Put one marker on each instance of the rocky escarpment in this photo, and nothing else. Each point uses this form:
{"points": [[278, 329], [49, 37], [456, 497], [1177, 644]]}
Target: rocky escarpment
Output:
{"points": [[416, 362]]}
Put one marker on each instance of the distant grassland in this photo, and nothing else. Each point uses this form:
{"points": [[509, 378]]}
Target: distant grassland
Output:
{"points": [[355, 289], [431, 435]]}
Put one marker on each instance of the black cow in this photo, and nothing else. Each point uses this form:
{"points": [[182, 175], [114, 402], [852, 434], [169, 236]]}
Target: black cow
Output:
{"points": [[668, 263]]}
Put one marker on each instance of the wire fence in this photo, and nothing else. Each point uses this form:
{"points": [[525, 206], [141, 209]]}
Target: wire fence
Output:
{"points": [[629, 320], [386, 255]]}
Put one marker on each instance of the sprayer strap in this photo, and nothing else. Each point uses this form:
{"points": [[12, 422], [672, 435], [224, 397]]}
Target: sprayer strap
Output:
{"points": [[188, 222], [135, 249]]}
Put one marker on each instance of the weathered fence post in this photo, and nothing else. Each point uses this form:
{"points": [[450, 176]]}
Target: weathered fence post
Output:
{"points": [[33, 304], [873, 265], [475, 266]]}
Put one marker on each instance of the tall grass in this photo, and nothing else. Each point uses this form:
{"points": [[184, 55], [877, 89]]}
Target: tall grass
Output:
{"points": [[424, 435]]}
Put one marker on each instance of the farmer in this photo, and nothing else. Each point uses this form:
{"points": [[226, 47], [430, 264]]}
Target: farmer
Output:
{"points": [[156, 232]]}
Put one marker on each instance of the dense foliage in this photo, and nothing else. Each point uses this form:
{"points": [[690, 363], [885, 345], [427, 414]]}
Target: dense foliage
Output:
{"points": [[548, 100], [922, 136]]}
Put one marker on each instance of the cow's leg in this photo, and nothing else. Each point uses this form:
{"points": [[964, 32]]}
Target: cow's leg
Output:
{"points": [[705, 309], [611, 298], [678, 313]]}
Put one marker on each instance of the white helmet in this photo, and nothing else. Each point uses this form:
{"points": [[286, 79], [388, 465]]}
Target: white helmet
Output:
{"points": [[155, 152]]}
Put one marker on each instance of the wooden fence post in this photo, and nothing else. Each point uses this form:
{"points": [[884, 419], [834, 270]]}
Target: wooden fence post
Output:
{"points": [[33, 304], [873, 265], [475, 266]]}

* [Task description] Format every line of the rows above as a numbered list, leaving out any blank lines.

* [Finished exercise]
1. Put one marker on each instance of the rocky escarpment in this photo, and nothing else. Each point uses this form:
2. {"points": [[278, 329], [49, 37], [456, 497], [1177, 644]]}
3. Target: rocky escarpment
4. Output:
5. {"points": [[416, 362]]}
6. Put one marker on each instance of the distant grassland in this photo, and nothing else. Each point uses this form:
7. {"points": [[509, 378]]}
8. Target: distant grassland
9. Output:
10. {"points": [[355, 289], [431, 435]]}
11. Put one marker on each instance of the black cow in this photo, and nothing else. Each point uses this form:
12. {"points": [[182, 175], [114, 402], [852, 434], [169, 236]]}
13. Target: black cow
14. Output:
15. {"points": [[668, 263]]}
16. Put one marker on each instance of the wire fence in this photo, and nothing else. Each point uses this form:
17. {"points": [[525, 206], [141, 209]]}
18. Target: wire fence
19. Output:
20. {"points": [[629, 320], [386, 255]]}
21. Put one marker on each instance of the sprayer strap in this photo, and nothing else. Each point uses this form:
22. {"points": [[12, 422], [672, 435], [224, 397]]}
23. Target: sprayer strap
24. Output:
25. {"points": [[188, 222], [135, 249]]}
26. Put one marker on each instance of the weathered fence post in this photo, and nothing else. Each point uses this form:
27. {"points": [[450, 176]]}
28. Target: weathered fence post
29. Output:
30. {"points": [[33, 304], [873, 265], [475, 266]]}
31. Put one marker on each instance of the tall grass in this photo, and nothing else. Each point uses this form:
32. {"points": [[184, 55], [877, 89]]}
33. Target: tall grass
34. Output:
35. {"points": [[424, 435]]}
36. Put one marker on each instance of the farmer in this photo, and nothing else. Each point uses this form:
37. {"points": [[226, 47], [430, 264]]}
38. Target: farmer
39. Output:
40. {"points": [[156, 232]]}
41. Put one marker on each instance of the dense foliage in this photo, and nothing else. Each point uses this form:
42. {"points": [[690, 363], [885, 345], [427, 414]]}
43. Target: dense foliage
44. Output:
45. {"points": [[548, 100], [922, 136]]}
46. Put one marker on each instance of the cow's leg in this photo, and nothing else. Each point uses this form:
47. {"points": [[964, 32]]}
48. Target: cow's leg
49. Output:
50. {"points": [[705, 309], [611, 298], [678, 313]]}
51. Put one marker on each instance of the white helmet in this photo, and nothing else. Each point uses this form:
52. {"points": [[286, 79], [388, 465]]}
53. Target: white helmet
54. Output:
55. {"points": [[155, 152]]}
56. Put one marker on each instance of the wooden fence post in this photo, and nothing else. Each point uses this form:
57. {"points": [[884, 419], [834, 270]]}
58. Target: wooden fence post
59. Output:
60. {"points": [[33, 304], [873, 265], [475, 266]]}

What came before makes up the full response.